Problem to solve: Beginning at the line that contains "Class, locate every instance of the girl's eye in", reproduce every line to the end of the material without changing any of them.

Dataset records:

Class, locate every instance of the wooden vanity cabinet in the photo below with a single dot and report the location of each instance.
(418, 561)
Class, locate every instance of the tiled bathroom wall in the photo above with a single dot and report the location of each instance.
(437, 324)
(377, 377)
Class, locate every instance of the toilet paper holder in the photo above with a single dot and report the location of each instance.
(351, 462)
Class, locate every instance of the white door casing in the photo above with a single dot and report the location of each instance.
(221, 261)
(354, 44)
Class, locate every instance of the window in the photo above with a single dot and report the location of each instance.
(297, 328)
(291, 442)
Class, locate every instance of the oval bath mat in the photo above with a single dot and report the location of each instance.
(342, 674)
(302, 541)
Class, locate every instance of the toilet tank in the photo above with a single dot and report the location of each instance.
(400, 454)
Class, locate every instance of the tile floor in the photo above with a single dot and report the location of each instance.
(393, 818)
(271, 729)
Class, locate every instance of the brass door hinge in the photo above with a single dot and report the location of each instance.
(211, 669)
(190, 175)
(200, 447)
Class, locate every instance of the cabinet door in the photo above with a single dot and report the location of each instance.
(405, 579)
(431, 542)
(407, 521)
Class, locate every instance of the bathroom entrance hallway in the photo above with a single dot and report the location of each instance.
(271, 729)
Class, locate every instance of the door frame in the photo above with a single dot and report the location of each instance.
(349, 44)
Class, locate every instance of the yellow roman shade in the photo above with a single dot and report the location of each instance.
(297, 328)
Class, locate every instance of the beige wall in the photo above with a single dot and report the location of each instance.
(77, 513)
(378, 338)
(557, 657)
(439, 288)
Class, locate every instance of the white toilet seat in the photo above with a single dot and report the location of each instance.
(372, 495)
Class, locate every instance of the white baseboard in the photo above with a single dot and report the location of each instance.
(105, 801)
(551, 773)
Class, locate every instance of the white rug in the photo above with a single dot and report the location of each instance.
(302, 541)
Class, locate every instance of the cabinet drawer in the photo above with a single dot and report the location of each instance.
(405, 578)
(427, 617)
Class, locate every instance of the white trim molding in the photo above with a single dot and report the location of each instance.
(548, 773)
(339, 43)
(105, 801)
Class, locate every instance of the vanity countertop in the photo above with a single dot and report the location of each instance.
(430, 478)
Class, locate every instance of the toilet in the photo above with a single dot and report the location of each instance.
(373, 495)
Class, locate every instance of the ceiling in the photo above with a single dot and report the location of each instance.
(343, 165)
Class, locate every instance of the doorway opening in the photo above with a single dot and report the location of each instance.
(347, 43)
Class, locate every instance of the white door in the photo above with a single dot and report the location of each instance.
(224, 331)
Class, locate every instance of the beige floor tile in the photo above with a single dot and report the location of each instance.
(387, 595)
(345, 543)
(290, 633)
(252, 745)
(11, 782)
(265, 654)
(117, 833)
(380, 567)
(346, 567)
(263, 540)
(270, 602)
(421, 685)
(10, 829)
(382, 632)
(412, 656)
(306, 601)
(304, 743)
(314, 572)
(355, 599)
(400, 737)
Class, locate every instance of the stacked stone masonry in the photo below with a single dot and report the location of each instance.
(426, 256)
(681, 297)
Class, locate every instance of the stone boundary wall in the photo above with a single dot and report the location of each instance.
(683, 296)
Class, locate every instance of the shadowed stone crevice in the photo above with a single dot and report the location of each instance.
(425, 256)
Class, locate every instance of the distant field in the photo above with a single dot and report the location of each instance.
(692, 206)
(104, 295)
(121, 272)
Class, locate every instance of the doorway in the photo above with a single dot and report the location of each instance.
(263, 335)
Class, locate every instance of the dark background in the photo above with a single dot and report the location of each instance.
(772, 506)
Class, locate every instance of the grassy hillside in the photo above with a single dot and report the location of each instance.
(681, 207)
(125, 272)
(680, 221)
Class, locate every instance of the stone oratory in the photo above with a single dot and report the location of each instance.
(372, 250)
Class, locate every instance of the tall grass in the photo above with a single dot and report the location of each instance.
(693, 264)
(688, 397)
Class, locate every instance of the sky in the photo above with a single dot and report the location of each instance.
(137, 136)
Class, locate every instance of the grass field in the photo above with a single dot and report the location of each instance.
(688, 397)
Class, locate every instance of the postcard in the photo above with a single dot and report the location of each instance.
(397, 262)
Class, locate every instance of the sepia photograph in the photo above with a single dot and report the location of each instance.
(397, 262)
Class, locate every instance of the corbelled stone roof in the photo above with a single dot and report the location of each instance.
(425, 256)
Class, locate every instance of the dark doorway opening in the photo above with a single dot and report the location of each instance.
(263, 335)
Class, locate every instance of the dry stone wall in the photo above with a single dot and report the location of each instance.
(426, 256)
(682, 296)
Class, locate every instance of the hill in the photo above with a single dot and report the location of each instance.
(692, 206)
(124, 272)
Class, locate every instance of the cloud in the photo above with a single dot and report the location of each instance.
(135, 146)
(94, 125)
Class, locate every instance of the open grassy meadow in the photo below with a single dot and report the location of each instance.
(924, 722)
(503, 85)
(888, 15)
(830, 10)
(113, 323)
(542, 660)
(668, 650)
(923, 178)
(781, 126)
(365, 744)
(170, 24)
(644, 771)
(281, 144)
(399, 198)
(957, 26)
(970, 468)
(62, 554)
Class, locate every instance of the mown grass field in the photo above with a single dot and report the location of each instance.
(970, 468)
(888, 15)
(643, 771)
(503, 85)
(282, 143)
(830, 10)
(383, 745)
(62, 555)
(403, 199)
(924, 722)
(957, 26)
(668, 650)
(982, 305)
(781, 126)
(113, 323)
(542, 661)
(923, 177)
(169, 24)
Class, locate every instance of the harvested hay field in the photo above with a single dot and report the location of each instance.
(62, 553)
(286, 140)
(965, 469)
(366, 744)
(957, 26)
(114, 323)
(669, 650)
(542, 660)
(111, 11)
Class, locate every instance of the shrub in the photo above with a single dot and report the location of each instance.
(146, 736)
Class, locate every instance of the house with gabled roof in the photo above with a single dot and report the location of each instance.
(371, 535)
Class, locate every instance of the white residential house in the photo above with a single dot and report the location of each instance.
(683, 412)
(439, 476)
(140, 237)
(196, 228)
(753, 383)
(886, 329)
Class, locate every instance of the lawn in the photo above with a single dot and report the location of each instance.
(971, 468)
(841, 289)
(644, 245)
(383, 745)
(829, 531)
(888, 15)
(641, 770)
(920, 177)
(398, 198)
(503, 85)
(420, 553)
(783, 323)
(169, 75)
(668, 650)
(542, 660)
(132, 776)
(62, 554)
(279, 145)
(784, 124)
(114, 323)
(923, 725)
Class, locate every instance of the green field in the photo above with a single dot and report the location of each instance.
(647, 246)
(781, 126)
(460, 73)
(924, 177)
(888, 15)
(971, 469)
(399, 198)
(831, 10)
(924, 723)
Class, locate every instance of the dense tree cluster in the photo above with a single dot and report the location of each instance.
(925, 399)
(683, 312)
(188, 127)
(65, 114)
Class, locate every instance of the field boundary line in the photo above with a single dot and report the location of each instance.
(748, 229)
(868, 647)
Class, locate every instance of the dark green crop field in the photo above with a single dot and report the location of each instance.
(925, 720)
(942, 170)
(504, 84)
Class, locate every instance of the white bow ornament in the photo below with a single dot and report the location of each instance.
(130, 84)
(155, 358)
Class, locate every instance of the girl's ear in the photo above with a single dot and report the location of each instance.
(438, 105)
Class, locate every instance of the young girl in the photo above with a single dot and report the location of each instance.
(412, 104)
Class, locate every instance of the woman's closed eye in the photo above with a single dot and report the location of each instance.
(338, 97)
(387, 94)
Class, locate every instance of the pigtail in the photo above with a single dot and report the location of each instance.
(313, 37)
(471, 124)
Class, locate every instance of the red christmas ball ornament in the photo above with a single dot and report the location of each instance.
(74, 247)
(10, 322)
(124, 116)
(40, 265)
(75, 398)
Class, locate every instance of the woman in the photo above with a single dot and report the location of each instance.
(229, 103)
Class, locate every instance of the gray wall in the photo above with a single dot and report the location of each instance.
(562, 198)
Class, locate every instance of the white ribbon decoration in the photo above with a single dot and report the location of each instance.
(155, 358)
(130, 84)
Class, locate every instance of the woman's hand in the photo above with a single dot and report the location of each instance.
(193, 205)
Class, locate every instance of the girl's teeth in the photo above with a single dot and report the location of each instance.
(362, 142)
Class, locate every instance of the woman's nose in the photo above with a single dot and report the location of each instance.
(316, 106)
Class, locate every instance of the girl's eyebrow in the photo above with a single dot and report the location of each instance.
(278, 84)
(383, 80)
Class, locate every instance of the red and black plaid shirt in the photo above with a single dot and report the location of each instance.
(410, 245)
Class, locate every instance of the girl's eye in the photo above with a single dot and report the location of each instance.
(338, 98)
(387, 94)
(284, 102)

Written reply:
Class, locate every instance of the girl's eye in the photo above with a single dot and report the location of each instance.
(338, 98)
(387, 94)
(284, 102)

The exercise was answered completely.